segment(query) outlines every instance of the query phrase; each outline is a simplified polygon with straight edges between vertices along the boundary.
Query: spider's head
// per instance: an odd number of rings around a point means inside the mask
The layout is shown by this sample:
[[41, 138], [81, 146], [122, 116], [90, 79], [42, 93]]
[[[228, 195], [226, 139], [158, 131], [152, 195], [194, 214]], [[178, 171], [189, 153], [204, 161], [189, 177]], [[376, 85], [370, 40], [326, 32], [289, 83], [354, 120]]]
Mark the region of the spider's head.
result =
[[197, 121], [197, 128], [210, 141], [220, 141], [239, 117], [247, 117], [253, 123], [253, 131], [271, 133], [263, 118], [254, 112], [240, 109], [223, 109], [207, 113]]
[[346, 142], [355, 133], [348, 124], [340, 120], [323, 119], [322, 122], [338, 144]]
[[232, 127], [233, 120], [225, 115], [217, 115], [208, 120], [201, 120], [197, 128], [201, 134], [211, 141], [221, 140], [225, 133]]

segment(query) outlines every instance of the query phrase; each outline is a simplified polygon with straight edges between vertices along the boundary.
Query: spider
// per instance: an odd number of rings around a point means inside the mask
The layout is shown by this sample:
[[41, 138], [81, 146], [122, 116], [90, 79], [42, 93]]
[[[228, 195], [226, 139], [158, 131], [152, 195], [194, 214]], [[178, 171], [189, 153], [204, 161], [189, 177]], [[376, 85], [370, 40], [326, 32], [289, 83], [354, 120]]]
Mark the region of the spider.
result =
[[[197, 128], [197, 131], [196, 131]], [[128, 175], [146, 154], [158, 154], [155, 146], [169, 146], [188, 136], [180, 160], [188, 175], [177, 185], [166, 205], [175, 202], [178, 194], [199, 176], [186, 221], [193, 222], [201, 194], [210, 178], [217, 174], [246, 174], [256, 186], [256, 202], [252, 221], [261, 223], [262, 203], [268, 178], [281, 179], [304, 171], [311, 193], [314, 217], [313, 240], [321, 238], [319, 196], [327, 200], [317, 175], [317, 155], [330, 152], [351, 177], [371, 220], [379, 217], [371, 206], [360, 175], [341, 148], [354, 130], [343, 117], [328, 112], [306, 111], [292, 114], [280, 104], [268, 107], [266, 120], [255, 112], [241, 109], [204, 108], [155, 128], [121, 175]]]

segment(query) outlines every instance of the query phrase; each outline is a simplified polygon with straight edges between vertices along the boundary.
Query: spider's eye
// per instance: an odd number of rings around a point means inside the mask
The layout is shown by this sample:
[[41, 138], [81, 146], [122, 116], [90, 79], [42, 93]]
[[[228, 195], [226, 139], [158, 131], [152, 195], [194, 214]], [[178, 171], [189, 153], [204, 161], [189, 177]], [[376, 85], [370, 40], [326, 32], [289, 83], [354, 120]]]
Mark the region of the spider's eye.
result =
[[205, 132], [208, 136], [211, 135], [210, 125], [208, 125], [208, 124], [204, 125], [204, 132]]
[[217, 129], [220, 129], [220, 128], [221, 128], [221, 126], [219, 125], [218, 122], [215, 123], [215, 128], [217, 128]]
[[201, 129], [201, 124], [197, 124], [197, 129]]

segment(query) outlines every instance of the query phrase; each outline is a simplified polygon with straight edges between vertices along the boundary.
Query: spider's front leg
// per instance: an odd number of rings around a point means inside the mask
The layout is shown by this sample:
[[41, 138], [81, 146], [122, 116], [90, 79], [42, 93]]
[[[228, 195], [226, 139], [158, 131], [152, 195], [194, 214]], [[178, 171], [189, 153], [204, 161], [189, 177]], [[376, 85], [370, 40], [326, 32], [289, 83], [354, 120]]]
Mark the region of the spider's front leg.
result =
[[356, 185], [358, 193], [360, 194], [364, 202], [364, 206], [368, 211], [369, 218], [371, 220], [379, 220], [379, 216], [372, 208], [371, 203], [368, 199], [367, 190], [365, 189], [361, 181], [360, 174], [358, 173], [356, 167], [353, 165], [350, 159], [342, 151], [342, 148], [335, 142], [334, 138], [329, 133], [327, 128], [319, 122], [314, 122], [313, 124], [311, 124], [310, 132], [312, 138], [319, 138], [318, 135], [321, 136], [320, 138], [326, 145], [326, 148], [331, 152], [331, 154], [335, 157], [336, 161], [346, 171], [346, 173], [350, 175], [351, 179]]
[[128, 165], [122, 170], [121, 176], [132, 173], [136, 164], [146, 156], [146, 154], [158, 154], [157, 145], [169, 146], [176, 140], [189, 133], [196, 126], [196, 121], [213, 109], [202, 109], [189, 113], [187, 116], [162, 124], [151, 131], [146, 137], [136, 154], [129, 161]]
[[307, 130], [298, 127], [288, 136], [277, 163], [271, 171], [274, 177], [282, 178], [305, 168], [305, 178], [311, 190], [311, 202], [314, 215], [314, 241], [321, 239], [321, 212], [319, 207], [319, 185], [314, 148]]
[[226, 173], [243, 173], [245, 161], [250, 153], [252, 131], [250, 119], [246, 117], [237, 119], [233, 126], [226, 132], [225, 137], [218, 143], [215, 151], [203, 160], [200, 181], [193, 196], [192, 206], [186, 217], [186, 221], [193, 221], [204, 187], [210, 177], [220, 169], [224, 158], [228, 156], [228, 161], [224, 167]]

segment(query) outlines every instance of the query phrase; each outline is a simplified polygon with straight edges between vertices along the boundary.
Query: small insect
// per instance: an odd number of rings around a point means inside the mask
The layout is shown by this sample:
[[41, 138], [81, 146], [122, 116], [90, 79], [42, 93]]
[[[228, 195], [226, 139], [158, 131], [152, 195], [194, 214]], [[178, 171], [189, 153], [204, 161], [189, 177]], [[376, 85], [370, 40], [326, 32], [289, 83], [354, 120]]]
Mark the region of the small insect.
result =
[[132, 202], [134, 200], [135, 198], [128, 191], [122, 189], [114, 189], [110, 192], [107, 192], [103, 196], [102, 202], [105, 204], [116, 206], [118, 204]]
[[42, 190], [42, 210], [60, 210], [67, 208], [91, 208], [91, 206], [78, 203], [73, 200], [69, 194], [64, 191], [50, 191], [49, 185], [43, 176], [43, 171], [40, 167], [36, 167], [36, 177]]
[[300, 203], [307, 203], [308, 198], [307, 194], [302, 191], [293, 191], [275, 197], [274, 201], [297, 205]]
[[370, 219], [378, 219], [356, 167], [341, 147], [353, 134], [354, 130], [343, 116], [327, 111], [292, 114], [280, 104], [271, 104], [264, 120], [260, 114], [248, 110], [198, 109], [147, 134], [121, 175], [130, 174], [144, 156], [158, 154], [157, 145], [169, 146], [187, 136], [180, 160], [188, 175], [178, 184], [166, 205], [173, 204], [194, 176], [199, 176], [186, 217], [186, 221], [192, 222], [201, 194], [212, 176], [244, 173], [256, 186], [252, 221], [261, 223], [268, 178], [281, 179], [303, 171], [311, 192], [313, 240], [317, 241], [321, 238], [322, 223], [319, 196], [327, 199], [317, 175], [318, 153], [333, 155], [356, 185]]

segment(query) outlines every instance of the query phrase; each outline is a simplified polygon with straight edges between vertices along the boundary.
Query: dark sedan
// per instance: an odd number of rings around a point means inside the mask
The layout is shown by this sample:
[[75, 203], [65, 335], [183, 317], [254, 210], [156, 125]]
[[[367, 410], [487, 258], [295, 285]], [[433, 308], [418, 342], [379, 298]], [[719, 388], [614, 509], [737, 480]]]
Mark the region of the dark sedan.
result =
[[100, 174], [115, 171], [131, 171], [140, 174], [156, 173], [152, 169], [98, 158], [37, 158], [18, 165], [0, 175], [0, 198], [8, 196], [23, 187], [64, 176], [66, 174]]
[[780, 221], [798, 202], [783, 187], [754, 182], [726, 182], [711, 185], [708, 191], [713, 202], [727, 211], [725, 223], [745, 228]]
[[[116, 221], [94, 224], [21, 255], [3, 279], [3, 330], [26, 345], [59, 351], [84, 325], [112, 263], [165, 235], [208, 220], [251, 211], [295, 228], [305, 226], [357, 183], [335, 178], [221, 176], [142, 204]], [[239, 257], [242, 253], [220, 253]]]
----------
## WHAT YOU NEED TO DO:
All lines of the data that hold "sedan" need to be copied.

## OUTPUT BELOW:
Query: dark sedan
Mark the region of the dark sedan.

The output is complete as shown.